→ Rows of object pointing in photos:
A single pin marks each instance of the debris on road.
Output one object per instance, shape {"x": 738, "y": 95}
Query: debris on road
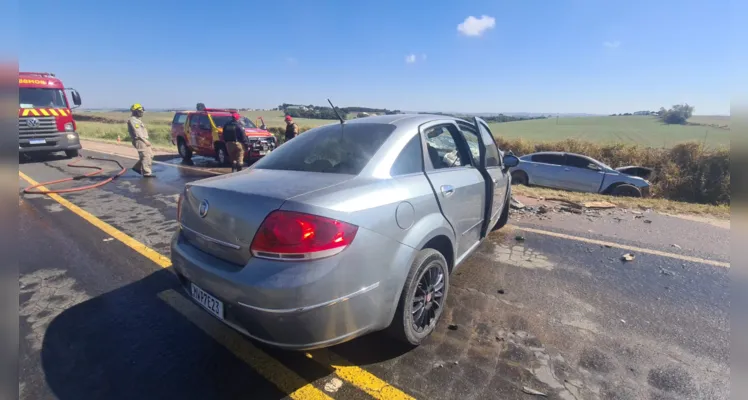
{"x": 533, "y": 391}
{"x": 598, "y": 204}
{"x": 515, "y": 204}
{"x": 333, "y": 385}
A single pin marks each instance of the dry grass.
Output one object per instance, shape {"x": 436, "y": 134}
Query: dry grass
{"x": 661, "y": 205}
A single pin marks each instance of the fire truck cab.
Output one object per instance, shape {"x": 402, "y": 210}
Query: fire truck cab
{"x": 200, "y": 132}
{"x": 45, "y": 120}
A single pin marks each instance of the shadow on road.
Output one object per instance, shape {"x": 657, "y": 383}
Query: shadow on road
{"x": 128, "y": 343}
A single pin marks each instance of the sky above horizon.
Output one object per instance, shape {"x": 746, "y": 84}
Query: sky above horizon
{"x": 561, "y": 56}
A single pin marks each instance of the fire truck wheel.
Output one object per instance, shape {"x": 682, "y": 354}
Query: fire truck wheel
{"x": 184, "y": 151}
{"x": 222, "y": 155}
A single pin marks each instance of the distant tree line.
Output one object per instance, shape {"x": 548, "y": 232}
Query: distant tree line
{"x": 678, "y": 114}
{"x": 321, "y": 112}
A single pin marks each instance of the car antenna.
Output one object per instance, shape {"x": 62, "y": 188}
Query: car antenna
{"x": 336, "y": 112}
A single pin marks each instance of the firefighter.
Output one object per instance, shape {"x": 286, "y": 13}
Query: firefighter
{"x": 292, "y": 130}
{"x": 234, "y": 137}
{"x": 139, "y": 136}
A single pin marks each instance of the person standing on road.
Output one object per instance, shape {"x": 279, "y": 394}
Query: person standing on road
{"x": 139, "y": 136}
{"x": 292, "y": 130}
{"x": 235, "y": 137}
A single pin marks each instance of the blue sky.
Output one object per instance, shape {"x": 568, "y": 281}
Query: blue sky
{"x": 553, "y": 56}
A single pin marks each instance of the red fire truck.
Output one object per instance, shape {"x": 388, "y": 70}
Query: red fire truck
{"x": 45, "y": 120}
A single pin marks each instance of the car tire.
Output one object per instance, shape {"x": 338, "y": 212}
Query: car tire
{"x": 405, "y": 327}
{"x": 72, "y": 153}
{"x": 504, "y": 218}
{"x": 626, "y": 190}
{"x": 222, "y": 156}
{"x": 184, "y": 151}
{"x": 519, "y": 178}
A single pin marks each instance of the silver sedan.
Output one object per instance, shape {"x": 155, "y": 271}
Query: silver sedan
{"x": 349, "y": 228}
{"x": 580, "y": 173}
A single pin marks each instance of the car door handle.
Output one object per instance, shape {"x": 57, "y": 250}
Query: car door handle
{"x": 447, "y": 190}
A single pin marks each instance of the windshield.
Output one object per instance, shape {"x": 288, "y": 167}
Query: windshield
{"x": 339, "y": 149}
{"x": 41, "y": 98}
{"x": 248, "y": 123}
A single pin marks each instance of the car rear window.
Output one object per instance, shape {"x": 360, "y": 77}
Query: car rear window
{"x": 221, "y": 120}
{"x": 336, "y": 148}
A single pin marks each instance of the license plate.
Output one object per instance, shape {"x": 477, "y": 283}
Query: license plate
{"x": 209, "y": 302}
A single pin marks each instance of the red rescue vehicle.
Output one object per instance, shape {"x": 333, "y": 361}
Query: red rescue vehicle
{"x": 45, "y": 120}
{"x": 200, "y": 132}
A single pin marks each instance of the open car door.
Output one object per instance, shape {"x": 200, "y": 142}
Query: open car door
{"x": 491, "y": 167}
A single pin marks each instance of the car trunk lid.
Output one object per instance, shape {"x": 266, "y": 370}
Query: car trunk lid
{"x": 221, "y": 215}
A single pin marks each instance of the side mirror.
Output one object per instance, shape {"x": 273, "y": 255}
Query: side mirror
{"x": 76, "y": 98}
{"x": 510, "y": 161}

→ GIVEN TASK: Edit all the rows above so that "single pin" reads "single point", leaving everything else unchanged. Leave the pictures out of your answer.

→ ANSWER TO THIS PROBLEM:
A single point marks each instance of the debris on road.
Output one object per instance, shape {"x": 738, "y": 95}
Query: debris on road
{"x": 533, "y": 391}
{"x": 598, "y": 204}
{"x": 515, "y": 204}
{"x": 333, "y": 385}
A single point marks each instance of the dry grass.
Output one object per instance, shape {"x": 436, "y": 134}
Query: dry grass
{"x": 661, "y": 205}
A single point marks each instance of the fire truck cab.
Output one object per instance, shape {"x": 402, "y": 210}
Query: fire truck cab
{"x": 200, "y": 132}
{"x": 45, "y": 120}
A single point marks each instance of the shadow on road.
Output one object per instance, shape {"x": 657, "y": 383}
Query: shadow on road
{"x": 128, "y": 343}
A single point marks each instance of the sky above horizon.
Output one object per instance, shape {"x": 746, "y": 84}
Query: sky above horizon
{"x": 561, "y": 56}
A single point marks each instance of the fire truck wheel.
Output one object per instance, shape {"x": 682, "y": 354}
Query: fire truck wheel
{"x": 184, "y": 151}
{"x": 222, "y": 155}
A single point marks each instance of the distant tree line.
Output one object per instance, shape {"x": 548, "y": 232}
Query: distant tree line
{"x": 678, "y": 114}
{"x": 321, "y": 112}
A single point marks each instance of the car antenna.
Output one object per instance, shape {"x": 62, "y": 188}
Query: car antenna
{"x": 336, "y": 112}
A single point marks each instance of the firefighter.
Output one object per instance, shape {"x": 286, "y": 13}
Query: firefighter
{"x": 292, "y": 130}
{"x": 234, "y": 137}
{"x": 139, "y": 136}
A single point marks each instance of the person standing on road.
Output one object per instance, shape {"x": 279, "y": 394}
Query: person standing on road
{"x": 139, "y": 136}
{"x": 292, "y": 130}
{"x": 235, "y": 137}
A single point marks each instance of the blue sky.
Output one object per instance, shape {"x": 568, "y": 281}
Query: blue sky
{"x": 553, "y": 56}
A single point marks each instance of the red fire truck.
Output one object per instance, shape {"x": 388, "y": 70}
Query: red fire truck
{"x": 45, "y": 120}
A single point marks each instance of the car tire.
Output one object per instance, shape {"x": 338, "y": 212}
Query: car tire
{"x": 405, "y": 327}
{"x": 72, "y": 153}
{"x": 504, "y": 218}
{"x": 626, "y": 190}
{"x": 222, "y": 156}
{"x": 184, "y": 151}
{"x": 519, "y": 178}
A single point marks each instance of the silver sedan.
Output one object per instance, shape {"x": 155, "y": 271}
Query: silver sedan
{"x": 349, "y": 228}
{"x": 580, "y": 173}
A single point marks each instance of the car door handle.
Output one object per instance, shape {"x": 57, "y": 250}
Query: car door handle
{"x": 447, "y": 190}
A single point marks each instance of the windshield.
Output one object per instance, shape {"x": 288, "y": 167}
Query: windshield
{"x": 339, "y": 149}
{"x": 41, "y": 98}
{"x": 248, "y": 123}
A single point marks each instance of the car rear window.
Output one object per instance, shape {"x": 360, "y": 77}
Query: car rear window
{"x": 221, "y": 120}
{"x": 336, "y": 148}
A single point marks each instance of the license plate.
Output one object per instance, shape {"x": 477, "y": 283}
Query: license plate
{"x": 209, "y": 302}
A single point marks each instance of the red rescue vehicle.
Output one object per instance, shape {"x": 333, "y": 361}
Query: red rescue vehicle
{"x": 45, "y": 120}
{"x": 200, "y": 132}
A single point marks each instance of the open car door.
Output one object per instance, shape {"x": 200, "y": 142}
Query: open car door
{"x": 491, "y": 167}
A single point marks each instance of the car trunk lid.
Output one object per instance, shape {"x": 266, "y": 370}
Query: car trunk lid
{"x": 221, "y": 215}
A single point marks each instance of the side mirror.
Output one object per instance, shape {"x": 273, "y": 255}
Query: side mirror
{"x": 76, "y": 98}
{"x": 510, "y": 161}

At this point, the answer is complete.